>> BEGIN Extracted entries

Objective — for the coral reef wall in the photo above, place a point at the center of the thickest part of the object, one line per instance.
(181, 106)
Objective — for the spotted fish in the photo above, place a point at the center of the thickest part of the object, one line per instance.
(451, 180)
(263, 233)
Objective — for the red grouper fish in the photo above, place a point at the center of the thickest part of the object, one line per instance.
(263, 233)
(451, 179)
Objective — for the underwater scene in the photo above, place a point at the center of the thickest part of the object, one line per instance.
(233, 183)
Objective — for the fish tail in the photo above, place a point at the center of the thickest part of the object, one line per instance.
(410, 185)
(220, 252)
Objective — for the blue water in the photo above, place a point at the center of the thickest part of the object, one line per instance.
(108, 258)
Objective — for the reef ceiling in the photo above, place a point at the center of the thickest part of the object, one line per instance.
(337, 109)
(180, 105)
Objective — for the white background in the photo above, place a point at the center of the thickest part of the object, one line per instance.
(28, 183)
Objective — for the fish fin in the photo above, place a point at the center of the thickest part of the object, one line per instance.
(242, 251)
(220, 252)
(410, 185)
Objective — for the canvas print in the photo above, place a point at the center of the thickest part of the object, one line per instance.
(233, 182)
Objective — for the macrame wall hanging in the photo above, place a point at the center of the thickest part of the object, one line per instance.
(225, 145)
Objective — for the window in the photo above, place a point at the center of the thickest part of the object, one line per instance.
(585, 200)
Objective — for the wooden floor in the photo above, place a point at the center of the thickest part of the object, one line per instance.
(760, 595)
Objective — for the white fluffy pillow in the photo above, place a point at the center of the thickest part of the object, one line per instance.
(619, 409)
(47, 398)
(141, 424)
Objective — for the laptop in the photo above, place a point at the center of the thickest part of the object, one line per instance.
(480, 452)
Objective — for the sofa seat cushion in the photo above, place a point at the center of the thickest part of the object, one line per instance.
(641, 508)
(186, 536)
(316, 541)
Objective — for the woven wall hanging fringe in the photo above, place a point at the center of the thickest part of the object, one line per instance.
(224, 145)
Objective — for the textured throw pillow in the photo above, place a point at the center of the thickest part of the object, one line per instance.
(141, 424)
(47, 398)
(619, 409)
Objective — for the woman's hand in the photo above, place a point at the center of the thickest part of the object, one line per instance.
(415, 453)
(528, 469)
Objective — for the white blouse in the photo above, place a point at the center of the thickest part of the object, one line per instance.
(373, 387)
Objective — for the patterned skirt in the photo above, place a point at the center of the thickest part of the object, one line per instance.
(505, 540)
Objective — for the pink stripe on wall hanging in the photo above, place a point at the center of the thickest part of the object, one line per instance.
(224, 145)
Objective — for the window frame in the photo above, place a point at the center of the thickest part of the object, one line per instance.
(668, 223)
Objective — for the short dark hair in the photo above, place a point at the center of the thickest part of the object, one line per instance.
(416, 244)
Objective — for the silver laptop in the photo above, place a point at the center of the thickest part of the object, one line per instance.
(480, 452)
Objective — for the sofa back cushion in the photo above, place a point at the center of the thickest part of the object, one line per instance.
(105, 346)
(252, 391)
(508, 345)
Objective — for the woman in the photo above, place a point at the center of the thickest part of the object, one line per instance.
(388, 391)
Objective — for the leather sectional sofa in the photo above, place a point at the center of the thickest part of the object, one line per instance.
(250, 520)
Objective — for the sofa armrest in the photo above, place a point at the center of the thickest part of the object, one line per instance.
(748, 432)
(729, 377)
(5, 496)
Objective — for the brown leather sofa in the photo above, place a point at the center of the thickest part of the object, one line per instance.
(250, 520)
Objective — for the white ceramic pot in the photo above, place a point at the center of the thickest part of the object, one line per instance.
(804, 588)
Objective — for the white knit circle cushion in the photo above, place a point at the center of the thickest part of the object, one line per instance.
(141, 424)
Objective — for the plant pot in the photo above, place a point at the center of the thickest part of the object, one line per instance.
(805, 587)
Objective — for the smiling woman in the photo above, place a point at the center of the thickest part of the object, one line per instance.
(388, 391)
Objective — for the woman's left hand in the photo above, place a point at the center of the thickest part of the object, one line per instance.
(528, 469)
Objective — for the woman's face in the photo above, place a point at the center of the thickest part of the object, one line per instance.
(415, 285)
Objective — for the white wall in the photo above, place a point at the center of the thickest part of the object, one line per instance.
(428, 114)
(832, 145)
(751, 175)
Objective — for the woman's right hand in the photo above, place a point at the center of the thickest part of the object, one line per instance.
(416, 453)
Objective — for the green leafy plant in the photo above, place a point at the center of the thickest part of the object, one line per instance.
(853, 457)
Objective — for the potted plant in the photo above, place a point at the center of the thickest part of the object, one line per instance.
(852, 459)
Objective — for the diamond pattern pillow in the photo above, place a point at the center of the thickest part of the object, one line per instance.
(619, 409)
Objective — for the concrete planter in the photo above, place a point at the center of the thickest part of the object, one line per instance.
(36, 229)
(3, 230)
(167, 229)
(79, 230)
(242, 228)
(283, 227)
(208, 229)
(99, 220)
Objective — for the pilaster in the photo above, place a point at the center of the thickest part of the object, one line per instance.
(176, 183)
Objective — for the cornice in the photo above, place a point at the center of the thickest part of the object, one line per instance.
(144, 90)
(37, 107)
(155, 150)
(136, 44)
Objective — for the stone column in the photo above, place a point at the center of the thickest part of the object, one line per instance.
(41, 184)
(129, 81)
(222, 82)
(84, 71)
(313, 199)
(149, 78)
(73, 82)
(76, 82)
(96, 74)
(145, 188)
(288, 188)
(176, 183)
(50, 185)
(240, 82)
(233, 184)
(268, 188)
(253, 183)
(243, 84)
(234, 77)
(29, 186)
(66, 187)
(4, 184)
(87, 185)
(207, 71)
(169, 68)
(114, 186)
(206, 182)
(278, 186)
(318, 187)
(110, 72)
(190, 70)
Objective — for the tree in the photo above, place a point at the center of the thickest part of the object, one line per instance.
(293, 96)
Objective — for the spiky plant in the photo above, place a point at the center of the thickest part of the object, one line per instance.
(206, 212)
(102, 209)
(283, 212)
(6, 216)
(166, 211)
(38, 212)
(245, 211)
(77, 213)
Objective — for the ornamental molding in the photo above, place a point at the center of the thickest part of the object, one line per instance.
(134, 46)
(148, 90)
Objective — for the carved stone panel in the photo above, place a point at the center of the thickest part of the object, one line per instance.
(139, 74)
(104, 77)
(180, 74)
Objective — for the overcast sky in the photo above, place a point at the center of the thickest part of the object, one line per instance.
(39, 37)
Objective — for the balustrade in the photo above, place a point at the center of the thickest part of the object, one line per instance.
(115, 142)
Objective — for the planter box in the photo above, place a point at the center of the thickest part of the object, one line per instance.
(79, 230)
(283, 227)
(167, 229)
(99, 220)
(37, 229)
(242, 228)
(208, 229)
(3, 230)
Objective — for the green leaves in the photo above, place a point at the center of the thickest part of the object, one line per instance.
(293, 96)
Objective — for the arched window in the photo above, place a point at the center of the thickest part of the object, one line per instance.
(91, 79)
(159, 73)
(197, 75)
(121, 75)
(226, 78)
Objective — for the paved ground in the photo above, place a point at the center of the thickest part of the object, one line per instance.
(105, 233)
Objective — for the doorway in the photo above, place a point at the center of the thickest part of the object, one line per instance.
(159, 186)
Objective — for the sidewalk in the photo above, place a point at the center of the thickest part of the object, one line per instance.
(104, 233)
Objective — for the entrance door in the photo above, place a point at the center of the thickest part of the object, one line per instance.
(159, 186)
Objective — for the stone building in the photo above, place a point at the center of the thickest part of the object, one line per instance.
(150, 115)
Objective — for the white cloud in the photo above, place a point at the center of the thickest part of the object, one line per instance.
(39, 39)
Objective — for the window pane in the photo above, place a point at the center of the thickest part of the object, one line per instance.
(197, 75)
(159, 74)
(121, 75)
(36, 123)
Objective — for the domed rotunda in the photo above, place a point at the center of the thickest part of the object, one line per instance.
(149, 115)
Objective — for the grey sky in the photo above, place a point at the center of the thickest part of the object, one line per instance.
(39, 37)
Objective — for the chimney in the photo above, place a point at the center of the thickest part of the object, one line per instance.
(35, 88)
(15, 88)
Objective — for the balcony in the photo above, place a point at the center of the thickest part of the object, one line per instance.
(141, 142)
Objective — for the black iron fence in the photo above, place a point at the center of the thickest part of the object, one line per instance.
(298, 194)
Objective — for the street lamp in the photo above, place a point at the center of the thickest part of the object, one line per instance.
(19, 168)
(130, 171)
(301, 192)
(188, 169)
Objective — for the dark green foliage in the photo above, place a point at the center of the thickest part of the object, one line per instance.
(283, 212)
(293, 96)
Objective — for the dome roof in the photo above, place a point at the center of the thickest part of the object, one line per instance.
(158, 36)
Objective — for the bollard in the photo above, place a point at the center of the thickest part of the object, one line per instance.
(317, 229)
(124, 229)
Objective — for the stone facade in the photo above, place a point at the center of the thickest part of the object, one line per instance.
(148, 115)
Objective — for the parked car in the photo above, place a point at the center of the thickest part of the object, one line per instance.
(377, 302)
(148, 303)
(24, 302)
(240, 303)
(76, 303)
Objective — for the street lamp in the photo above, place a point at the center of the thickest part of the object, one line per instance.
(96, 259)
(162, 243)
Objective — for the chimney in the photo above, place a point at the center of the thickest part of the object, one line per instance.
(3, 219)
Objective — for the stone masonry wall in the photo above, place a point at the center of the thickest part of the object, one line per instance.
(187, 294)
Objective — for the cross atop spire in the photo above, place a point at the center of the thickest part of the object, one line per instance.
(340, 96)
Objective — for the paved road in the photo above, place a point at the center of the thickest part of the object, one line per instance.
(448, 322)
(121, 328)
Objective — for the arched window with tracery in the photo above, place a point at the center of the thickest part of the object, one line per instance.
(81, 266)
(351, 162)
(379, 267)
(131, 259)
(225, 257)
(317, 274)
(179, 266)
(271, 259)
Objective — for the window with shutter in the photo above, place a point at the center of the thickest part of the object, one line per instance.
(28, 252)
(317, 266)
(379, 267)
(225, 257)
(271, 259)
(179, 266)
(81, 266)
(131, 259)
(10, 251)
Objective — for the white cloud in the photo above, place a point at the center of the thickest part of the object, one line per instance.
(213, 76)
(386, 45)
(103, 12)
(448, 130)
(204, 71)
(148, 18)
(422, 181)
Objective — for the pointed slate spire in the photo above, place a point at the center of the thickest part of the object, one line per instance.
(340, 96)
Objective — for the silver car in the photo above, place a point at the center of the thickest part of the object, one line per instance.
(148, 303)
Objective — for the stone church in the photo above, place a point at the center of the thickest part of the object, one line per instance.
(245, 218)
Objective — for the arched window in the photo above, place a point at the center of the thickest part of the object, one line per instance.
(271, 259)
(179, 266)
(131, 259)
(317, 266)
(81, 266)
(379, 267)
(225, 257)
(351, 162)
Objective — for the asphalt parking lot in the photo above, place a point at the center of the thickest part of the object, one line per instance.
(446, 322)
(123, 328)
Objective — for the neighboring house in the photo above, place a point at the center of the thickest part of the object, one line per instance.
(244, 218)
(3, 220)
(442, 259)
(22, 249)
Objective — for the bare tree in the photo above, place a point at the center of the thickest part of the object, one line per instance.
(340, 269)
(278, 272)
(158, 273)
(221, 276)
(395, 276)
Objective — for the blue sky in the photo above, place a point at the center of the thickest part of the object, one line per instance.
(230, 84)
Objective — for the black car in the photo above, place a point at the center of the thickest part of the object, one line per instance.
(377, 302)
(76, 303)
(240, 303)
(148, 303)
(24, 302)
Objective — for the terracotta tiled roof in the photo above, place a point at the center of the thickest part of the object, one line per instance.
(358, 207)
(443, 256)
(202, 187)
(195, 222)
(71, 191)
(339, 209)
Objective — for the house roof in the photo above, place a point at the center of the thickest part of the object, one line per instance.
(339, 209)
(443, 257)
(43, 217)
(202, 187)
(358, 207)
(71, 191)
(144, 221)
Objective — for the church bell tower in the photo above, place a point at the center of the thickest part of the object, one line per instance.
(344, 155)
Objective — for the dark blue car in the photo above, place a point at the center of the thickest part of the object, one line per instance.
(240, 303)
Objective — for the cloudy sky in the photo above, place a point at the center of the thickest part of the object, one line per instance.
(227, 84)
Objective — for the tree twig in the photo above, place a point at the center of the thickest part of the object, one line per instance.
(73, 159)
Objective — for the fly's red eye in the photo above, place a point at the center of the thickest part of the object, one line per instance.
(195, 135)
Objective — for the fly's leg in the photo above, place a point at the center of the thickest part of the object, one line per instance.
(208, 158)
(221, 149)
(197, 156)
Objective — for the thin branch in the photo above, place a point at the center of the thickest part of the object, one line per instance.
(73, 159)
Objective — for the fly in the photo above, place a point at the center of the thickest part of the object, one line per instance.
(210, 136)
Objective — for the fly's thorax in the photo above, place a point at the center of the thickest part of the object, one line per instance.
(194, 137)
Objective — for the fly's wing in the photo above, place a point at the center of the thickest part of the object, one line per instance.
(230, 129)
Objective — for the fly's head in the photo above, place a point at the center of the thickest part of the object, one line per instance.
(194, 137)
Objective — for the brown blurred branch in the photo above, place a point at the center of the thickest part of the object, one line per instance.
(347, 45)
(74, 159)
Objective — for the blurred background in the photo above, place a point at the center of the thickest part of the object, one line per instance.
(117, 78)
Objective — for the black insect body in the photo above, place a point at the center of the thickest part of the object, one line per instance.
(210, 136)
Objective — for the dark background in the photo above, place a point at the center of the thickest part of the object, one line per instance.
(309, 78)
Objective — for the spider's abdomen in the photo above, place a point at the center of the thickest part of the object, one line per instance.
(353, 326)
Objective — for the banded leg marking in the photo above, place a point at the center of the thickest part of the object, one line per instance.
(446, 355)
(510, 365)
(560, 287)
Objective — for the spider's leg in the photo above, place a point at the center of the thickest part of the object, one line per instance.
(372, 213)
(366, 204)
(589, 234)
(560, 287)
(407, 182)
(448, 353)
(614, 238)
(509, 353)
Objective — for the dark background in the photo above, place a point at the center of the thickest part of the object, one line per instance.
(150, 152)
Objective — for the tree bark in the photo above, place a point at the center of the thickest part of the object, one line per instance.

>> END Extracted entries

What you are asked to do → Reproduce the items exactly, from the line containing "Objective — for the spider's abdomen" up to and including the final line of the items.

Worked solution →
Objective — for the spider's abdomen in the photo above, place a point at the center of the thickest part of the object, one line per instance.
(353, 326)
Objective — for the banded leg marking in the photo above, place a point at the center of the thickest part of the object, one line per instance.
(446, 355)
(510, 365)
(560, 287)
Objective — for the spider's leg in the photo above, place a point at the center of the thickest part of the object, one line per instance.
(372, 213)
(366, 204)
(589, 234)
(560, 287)
(407, 182)
(448, 353)
(614, 238)
(509, 353)
Objective — for the dark background in the photo above, place a point at the center of the thickest part of the object, one line per instance.
(150, 152)
Objective — for the tree bark in the photo above, place a point at the center of the thickest part of the object, one line per instance.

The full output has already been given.